_Activity_.
Count every line in the entries that holds the word "blue". The reply is that count alone.

_Extracted entries_.
⁂
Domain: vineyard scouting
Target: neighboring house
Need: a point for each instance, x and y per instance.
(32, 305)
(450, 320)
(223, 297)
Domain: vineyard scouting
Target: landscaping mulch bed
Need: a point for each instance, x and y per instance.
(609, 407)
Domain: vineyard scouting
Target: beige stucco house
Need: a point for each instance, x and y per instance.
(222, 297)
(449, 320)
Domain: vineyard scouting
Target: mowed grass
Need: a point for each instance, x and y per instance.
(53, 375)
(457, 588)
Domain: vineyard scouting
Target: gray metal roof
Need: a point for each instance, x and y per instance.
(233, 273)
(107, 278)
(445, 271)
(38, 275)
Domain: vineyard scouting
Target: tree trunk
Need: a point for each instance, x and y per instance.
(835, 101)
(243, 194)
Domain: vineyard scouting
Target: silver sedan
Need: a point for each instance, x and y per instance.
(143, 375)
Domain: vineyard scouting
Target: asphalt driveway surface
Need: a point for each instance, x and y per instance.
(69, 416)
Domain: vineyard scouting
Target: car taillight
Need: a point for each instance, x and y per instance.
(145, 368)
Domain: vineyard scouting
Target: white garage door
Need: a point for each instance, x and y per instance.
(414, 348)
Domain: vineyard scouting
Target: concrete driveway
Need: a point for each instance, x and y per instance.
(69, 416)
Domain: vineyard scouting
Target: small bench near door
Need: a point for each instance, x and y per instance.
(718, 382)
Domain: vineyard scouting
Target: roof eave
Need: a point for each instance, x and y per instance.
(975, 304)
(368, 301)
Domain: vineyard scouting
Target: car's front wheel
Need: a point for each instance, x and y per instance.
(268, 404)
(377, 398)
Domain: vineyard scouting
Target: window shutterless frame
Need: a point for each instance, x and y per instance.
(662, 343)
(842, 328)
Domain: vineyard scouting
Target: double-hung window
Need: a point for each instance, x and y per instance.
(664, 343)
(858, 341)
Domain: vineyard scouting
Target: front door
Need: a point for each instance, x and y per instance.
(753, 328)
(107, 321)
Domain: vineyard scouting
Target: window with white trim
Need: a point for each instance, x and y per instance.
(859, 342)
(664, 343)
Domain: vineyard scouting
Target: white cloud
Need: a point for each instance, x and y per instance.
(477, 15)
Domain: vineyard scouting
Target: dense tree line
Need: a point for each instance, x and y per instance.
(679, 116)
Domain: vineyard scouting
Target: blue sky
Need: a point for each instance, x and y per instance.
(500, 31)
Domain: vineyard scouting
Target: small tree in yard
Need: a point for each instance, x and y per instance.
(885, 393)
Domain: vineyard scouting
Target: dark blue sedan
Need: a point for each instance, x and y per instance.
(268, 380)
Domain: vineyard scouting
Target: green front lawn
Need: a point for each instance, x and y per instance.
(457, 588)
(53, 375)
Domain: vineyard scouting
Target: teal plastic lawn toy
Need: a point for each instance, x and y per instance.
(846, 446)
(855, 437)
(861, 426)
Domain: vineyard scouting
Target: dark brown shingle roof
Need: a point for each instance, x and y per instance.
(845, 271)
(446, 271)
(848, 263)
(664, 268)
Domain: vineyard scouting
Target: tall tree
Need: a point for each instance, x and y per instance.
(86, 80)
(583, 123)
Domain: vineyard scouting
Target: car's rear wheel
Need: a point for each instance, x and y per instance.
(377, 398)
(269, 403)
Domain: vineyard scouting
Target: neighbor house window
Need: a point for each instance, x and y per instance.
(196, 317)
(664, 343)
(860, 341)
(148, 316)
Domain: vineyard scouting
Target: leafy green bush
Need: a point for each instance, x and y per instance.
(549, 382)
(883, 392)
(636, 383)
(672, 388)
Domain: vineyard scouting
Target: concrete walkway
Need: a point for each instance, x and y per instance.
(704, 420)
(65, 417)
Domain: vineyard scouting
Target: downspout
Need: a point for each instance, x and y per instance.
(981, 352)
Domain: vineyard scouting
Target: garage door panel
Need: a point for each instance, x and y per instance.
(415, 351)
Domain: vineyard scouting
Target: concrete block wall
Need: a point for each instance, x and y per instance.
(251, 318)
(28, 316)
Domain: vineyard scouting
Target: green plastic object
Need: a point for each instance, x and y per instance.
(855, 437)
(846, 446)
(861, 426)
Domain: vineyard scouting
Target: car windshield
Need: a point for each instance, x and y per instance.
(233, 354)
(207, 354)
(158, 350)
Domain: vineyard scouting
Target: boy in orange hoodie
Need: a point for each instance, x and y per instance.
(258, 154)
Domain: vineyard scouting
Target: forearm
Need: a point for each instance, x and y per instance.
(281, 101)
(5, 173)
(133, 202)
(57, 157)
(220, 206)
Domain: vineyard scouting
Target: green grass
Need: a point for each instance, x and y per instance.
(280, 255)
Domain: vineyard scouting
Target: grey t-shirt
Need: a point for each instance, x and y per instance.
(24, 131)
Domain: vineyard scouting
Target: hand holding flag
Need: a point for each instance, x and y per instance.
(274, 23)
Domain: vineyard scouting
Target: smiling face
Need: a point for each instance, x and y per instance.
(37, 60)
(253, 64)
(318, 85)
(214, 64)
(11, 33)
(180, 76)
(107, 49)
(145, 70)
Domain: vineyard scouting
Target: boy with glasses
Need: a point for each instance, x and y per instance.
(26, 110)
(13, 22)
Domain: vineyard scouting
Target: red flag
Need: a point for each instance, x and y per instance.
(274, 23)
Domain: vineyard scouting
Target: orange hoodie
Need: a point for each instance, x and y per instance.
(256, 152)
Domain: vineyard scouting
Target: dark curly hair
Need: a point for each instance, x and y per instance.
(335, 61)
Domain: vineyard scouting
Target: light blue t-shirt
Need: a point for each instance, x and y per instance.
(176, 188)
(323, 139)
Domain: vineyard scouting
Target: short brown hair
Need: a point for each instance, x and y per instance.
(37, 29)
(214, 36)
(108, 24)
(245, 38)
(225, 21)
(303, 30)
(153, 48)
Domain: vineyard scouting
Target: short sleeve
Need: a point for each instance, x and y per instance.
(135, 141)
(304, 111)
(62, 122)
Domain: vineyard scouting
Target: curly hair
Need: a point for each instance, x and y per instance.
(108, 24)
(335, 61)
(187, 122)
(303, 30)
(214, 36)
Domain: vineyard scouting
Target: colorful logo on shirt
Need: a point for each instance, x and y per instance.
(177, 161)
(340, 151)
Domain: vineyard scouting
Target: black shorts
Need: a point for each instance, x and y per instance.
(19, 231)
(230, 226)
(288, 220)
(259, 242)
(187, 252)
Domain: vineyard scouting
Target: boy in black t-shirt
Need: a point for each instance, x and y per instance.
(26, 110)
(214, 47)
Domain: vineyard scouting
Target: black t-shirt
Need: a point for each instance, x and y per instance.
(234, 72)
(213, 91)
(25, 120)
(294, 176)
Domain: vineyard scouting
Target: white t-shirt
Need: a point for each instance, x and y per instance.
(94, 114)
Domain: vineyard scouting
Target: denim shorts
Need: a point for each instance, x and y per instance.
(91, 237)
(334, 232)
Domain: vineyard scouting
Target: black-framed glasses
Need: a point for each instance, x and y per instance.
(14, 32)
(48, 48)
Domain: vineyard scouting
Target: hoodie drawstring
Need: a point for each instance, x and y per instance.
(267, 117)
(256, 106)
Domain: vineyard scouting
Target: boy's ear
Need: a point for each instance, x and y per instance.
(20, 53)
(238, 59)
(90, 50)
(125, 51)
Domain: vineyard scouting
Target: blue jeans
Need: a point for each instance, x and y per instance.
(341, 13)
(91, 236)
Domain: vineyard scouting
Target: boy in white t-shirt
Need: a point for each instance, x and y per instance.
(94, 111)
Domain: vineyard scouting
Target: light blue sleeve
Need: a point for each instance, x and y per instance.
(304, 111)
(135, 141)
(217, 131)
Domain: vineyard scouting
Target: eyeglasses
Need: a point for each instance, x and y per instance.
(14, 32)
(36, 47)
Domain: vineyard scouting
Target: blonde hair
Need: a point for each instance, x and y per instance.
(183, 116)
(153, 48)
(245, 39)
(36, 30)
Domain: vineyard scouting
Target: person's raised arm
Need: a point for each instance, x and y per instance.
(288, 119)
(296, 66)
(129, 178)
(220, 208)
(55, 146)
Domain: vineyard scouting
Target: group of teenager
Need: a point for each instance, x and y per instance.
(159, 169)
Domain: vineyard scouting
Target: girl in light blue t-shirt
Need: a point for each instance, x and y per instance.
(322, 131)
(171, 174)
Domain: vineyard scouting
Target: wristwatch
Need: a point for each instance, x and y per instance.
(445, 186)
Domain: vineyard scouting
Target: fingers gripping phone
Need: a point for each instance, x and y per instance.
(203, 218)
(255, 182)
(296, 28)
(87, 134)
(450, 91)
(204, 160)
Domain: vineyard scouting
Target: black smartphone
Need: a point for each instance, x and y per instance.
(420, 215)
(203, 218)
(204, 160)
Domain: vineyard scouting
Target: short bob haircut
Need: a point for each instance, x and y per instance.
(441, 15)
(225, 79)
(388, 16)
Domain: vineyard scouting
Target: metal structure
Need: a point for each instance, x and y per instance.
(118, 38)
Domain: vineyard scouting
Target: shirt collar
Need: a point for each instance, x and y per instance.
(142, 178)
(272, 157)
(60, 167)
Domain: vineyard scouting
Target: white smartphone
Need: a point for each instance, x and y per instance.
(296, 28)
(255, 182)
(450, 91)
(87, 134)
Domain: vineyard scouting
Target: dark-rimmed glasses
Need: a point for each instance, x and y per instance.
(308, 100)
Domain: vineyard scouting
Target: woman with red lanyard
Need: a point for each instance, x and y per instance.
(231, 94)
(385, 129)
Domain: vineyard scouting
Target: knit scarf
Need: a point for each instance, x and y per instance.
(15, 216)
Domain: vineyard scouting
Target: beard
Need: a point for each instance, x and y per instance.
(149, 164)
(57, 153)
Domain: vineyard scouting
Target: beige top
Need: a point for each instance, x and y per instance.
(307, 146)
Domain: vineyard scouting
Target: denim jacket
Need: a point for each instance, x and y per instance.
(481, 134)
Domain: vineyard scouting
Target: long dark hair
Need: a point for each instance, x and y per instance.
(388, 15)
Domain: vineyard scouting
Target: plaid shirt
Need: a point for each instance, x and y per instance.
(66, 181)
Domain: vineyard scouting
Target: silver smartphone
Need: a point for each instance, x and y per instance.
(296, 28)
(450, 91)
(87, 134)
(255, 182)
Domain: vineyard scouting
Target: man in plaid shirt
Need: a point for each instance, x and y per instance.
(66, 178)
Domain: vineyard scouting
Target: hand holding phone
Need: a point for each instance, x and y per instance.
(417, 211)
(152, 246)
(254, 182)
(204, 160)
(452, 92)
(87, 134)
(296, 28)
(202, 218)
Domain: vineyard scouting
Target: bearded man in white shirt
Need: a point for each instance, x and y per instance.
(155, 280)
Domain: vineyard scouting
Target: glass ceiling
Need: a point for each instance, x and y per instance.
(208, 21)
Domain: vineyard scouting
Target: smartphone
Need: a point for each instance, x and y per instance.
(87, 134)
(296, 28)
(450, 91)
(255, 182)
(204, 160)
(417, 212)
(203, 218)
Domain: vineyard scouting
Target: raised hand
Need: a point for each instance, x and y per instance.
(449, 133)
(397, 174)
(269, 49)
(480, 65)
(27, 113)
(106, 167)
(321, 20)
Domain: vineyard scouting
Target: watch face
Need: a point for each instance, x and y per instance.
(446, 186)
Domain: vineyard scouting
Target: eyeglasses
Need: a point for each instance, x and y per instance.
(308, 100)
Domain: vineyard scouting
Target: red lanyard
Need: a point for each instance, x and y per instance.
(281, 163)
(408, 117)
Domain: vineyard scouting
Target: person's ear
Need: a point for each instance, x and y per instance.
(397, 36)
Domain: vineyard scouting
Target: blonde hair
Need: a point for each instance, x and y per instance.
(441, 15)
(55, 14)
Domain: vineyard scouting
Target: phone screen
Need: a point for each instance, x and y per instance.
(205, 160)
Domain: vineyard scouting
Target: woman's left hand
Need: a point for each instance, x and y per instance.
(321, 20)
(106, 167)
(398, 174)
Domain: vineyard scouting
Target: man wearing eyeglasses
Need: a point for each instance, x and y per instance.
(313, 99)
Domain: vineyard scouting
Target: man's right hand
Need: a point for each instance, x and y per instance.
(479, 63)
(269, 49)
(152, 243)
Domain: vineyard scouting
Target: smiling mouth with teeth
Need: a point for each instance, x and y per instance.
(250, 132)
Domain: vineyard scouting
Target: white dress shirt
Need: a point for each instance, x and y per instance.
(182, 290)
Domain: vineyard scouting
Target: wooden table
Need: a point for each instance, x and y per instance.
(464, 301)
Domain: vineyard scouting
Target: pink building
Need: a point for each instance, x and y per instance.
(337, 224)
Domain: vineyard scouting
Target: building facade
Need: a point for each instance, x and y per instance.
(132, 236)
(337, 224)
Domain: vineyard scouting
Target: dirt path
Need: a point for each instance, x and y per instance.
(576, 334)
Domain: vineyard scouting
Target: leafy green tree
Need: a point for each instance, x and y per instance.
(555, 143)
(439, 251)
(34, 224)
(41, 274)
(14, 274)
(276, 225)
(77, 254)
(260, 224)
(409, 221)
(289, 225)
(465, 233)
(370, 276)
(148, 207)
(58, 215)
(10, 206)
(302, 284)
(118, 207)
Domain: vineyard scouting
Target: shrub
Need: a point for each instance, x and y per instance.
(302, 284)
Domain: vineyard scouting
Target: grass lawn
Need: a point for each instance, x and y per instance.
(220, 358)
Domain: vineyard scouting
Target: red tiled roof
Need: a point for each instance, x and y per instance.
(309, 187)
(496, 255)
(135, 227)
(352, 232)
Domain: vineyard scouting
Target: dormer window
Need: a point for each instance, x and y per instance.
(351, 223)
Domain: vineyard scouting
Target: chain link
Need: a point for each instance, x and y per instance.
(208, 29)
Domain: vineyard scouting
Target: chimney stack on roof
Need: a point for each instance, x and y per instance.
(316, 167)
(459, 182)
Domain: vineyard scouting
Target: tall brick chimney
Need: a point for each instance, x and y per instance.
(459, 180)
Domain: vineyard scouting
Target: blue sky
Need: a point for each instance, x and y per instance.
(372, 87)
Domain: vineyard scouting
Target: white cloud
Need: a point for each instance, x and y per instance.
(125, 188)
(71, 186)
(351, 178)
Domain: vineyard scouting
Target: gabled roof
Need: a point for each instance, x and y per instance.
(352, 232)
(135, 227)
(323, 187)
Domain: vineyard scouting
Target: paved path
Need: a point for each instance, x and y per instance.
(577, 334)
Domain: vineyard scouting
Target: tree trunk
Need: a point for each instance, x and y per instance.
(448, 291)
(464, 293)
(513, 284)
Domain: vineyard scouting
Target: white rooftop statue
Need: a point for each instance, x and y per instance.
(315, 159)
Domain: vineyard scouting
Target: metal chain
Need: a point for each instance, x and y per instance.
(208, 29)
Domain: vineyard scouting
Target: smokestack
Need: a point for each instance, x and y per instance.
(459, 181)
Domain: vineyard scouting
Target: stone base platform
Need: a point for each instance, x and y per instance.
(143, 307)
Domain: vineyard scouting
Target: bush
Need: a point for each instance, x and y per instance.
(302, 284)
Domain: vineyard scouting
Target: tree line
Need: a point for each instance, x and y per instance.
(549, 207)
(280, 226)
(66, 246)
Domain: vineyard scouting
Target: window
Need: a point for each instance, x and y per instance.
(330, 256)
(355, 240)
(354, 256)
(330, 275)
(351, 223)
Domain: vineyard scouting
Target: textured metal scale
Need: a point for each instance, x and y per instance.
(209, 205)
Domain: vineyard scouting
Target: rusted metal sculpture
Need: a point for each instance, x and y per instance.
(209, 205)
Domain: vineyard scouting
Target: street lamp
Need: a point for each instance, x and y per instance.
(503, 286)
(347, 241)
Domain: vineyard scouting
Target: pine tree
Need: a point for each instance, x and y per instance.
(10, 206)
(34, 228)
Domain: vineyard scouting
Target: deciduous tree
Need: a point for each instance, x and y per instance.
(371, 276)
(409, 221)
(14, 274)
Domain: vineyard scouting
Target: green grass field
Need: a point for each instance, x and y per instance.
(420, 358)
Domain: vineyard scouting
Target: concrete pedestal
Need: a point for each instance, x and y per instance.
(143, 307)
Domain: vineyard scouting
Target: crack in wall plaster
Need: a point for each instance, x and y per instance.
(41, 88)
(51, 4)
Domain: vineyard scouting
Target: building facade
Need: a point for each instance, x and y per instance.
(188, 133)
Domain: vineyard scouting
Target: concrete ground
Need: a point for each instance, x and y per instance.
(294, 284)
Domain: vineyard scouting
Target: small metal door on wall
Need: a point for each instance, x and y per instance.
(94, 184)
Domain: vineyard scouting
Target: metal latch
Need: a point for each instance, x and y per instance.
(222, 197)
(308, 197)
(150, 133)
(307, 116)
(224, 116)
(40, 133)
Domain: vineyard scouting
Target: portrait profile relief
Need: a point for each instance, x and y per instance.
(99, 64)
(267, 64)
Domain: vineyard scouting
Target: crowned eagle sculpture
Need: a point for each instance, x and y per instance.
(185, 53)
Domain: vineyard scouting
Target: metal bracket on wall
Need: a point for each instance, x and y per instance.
⁂
_Response_.
7